● Available records:
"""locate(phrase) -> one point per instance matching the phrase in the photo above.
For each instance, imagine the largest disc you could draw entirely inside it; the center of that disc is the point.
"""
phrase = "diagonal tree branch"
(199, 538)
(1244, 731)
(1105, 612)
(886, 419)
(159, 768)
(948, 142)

● Problem to work on:
An exact repeat of all the entries above is required.

● Task output:
"""locate(phrase) -> one point per instance matching the phrase in the photo above.
For each instance, imagine the largest disc you could draw entirely inside it; the center of that disc is the point.
"""
phrase = "diagonal tree branch"
(199, 538)
(1244, 731)
(1105, 612)
(886, 419)
(159, 768)
(948, 142)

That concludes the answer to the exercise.